> THE TASK
Return the data exactly, with all pictures removed.

> RECORD LIST

## start

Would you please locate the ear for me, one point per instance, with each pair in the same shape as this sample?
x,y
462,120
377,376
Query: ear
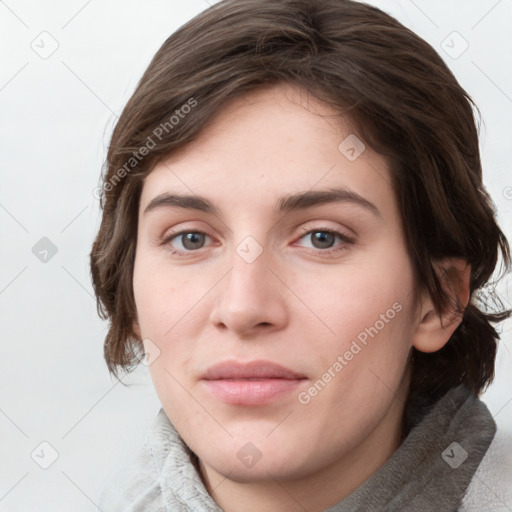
x,y
434,330
136,329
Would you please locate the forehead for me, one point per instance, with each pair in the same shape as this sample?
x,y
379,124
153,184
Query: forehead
x,y
267,143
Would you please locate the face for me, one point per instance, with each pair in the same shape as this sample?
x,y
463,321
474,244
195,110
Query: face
x,y
278,312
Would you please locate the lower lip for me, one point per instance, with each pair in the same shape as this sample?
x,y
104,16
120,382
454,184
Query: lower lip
x,y
251,392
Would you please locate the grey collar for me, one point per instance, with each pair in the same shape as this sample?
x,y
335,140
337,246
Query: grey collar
x,y
428,473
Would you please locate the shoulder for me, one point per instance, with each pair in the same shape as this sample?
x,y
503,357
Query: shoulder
x,y
491,486
136,487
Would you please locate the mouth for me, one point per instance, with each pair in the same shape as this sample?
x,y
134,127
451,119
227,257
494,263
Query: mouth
x,y
253,383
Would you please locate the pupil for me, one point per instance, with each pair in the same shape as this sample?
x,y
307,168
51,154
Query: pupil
x,y
190,239
324,238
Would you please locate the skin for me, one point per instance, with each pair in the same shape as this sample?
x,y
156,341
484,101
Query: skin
x,y
294,305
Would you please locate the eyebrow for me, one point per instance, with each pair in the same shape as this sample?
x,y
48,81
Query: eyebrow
x,y
291,202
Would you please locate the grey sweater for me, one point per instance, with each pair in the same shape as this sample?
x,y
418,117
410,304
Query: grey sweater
x,y
430,471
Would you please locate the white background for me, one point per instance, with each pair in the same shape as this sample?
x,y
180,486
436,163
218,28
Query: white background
x,y
56,116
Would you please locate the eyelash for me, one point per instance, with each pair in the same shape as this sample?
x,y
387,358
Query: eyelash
x,y
305,231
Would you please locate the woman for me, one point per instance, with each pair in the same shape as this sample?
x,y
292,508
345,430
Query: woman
x,y
295,231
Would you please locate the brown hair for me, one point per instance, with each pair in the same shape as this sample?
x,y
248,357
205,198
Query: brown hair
x,y
403,101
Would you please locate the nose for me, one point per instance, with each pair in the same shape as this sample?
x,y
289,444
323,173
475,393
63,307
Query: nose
x,y
251,298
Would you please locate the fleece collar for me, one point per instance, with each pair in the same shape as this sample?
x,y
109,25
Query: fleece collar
x,y
429,472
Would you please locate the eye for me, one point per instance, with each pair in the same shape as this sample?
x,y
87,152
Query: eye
x,y
323,240
189,241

## end

> EXPECTED ANSWER
Would you please locate the ear for me, one point per instance, with each pair in the same shape as this sample?
x,y
462,120
377,376
Query: ear
x,y
434,330
136,329
Would you please locate the forehead for me, one point per instance, with each pair in the same shape as this sample?
x,y
379,124
153,184
Query: forehead
x,y
267,143
Would you please locate the face for me, one point per instance, with each pair in the same shape as this sample?
x,y
463,321
474,244
195,110
Query: face
x,y
278,312
Would you please locate the lower lip for me, one point per instance, with each pair in the same shape as this sample?
x,y
104,16
120,382
454,184
Query: lower lip
x,y
251,392
Would you please locate the grey collar for me, one point per instance, with each pair in the same shape as this sample?
x,y
335,140
337,246
Query: grey collar
x,y
428,473
Would you please locate the shoulder for me, one point per instance, with each pair in the same shape as this sample?
x,y
503,357
Query: shoulder
x,y
491,486
136,487
Would you please locate the mouth for me, one point per instance, with each pair in the same shape as this sample?
x,y
134,127
451,119
227,257
494,263
Query: mouth
x,y
253,383
Would you please locate the pupil for me, one point per instance, with each pair in the same shape as this sample?
x,y
307,168
51,154
Query: pupil
x,y
190,239
324,238
Would you please locate the skin for me, one point per instance, with each pair in the same shape as this sample?
x,y
156,341
484,101
Query: skin
x,y
294,305
Would you please locate the eyebrow for me, one point per instance, with each pair in the same shape as this sample?
x,y
48,81
Query: eyebrow
x,y
291,202
Would you please locate the grey sweater for me, one point per instance, with each pair in the same shape as this sample?
x,y
418,117
410,304
Query: grey sweater
x,y
430,471
Would you please locate the white background for me, one point per instance, with each pair in the same shape as this sample?
x,y
180,486
436,163
218,28
Query: white background
x,y
56,116
Would you please locate the eyelash for me, one point per instance, with each pair in the same shape as this sample?
x,y
387,358
Query: eyelash
x,y
305,231
Would you please locate the woman for me, one point per instance, with each pair in the same shape as this sample?
x,y
292,508
345,430
Query: woman
x,y
295,231
Would you please locate the brown hair for me, one point per instance, with each pair in the same shape as this sample?
x,y
248,357
205,198
Query: brown hair
x,y
403,101
Would you please locate the nose for me, one point per instance, with each pair in the same shape as this sample?
x,y
289,444
323,173
475,393
63,307
Query: nose
x,y
251,298
Would you please locate the fleece collar for me, one point per instance, with each pair in the same shape as this sample?
x,y
109,25
Query: fleece collar
x,y
429,472
Would you please locate the eye for me, one point per instance, with each pair in the same shape as this sample?
x,y
87,152
Query: eye
x,y
323,240
189,241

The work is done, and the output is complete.